* _Activities_:
1) Translate this sentence from the passage below on the new Pacific marine monuments into Spanish: "Tuesday's monuments total 195,000 square miles, an area 36 times the size of the Monterey Bay National Marine Sanctuary, and more than 20 percent larger than California."
2) Pick up the passage below on the new Pacific marine monuments and keep writing it from the end of its final sentence.

* _Source document_:

=======

The move follows a similar action by Bush in 2006 to establish a new monument in the northern Hawaiian islands. Combined with the latest announcement, Bush has now protected more ocean area than any president in history.

Tuesday's monuments total 195,000 square miles, an area 36 times the size of the Monterey Bay National Marine Sanctuary, and more than 20 percent larger than California.

Hamilton has worked at Palmyra Atoll studying the DNA of coral reef species, particularly octopuses. Getting there, she said, involves chartering a 14-seat plane in Hawaii, at a cost of $25,000, for a four-hour flight from Honolulu.

A chain of 50 small islets, Palmyra is so isolated it has never been permanently inhabited by humans, or commercially fished, so it offers one of the world's rare opportunities to study ocean life in a truly untouched environment.

=======

* _Data shown_:
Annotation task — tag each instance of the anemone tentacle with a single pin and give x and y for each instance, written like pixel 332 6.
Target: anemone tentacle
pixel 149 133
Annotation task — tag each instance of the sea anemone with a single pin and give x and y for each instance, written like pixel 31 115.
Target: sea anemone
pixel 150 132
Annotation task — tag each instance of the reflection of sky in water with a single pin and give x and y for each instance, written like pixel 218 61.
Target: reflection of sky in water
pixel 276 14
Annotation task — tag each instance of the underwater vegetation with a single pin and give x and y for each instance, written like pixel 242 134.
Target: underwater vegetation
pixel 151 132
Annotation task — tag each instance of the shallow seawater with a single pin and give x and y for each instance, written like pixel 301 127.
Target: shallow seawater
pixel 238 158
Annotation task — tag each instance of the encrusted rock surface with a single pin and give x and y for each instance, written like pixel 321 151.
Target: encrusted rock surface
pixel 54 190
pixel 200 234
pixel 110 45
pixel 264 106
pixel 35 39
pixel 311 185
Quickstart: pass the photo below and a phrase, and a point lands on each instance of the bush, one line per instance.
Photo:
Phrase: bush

=======

* _Answers to the problems_:
1) Los monumentos del martes suman 195.000 millas cuadradas, una superficie equivalente a 36 veces el tamaño del Santuario Marino Nacional de la Bahía de Monterey y más de un 20 por ciento mayor que California.

2)
The California Academy and Stanford University both have researchers working at Palmyra Atoll, as part of a partnership started over the past decade.

The island's laboratory — complete with kayaks and high-speed satellite Internet access — was built with a $1.5 million grant from the Gordon and Betty Moore Foundation, funded by Intel co-founder Gordon Moore of Woodside.

Privately owned until 2001, the island was purchased for $37 million by the Nature Conservancy with funding from several foundations including Moore and the David and Lucile Packard Foundation in Los Altos.